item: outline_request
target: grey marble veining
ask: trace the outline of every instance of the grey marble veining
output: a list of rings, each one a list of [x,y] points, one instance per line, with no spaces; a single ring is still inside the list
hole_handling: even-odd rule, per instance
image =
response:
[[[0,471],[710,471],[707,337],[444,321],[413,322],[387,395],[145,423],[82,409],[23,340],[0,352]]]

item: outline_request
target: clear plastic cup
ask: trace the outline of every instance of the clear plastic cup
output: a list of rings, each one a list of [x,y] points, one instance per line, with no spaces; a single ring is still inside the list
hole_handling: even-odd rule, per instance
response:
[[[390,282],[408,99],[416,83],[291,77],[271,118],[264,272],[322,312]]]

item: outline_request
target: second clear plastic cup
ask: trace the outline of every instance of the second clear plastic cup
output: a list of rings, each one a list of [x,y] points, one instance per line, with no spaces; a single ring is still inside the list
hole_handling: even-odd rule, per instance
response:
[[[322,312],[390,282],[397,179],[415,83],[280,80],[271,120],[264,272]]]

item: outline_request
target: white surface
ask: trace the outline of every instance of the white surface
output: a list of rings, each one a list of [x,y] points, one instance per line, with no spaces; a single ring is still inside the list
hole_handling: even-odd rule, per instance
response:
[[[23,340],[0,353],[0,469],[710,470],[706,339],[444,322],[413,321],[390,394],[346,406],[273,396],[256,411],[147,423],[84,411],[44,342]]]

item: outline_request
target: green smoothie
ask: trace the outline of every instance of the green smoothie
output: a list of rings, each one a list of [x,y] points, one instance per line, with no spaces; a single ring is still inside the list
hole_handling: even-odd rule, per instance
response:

┄┄┄┄┄┄

**TASK REQUIREMENTS:** Rewrite all of the rows above with every "clear plastic cup" changed to "glass tumbler", keeping everything else the same.

**ANSWER TO THE TASK:**
item: outline_request
target: grey marble veining
ask: trace the outline of every instance of the grey marble veining
output: a list of rings, each one a list of [x,y] points, one instance per line, with no spaces; a single ring is still inside the list
hole_handling: even-odd rule, per instance
image =
response:
[[[0,471],[710,471],[707,337],[444,321],[413,322],[387,395],[145,423],[82,409],[23,340],[0,352]]]

item: outline_request
target: glass tumbler
ask: trace the outline of every instance of the glass tumbler
output: a list of rings, each one a list of [x,y] points, one instance per line, with no spaces; a single ring is still inside the list
hole_handling: even-odd rule, per instance
response:
[[[390,282],[408,99],[416,83],[291,77],[271,118],[264,272],[322,312]]]

item: outline_request
target: second glass tumbler
ask: trace the outline of every instance of the second glass tumbler
output: a list of rings, each one a list of [x,y] points, one instance per line, with no spaces; a single ring is still inside the list
hole_handling: even-odd rule, per instance
response:
[[[322,312],[390,282],[397,179],[415,83],[280,80],[271,120],[264,272]]]

item: outline_request
target: white surface
ask: trace the outline of every instance of the white surface
output: a list of rings, each one a list of [x,y] points, one instance per line, with no spaces; a single ring is still inside the list
hole_handling: even-odd rule, per instance
response:
[[[23,340],[0,353],[0,469],[710,470],[706,339],[444,322],[413,321],[390,394],[346,406],[273,396],[256,411],[147,423],[84,411],[44,342]]]

item: outline_request
target: green smoothie
ask: trace the outline of every instance of the green smoothie
output: a list of rings, each one a list of [x,y] points, one instance per line, with no spaces; a single ring is still inside the list
hole_handling: even-odd rule, per instance
response:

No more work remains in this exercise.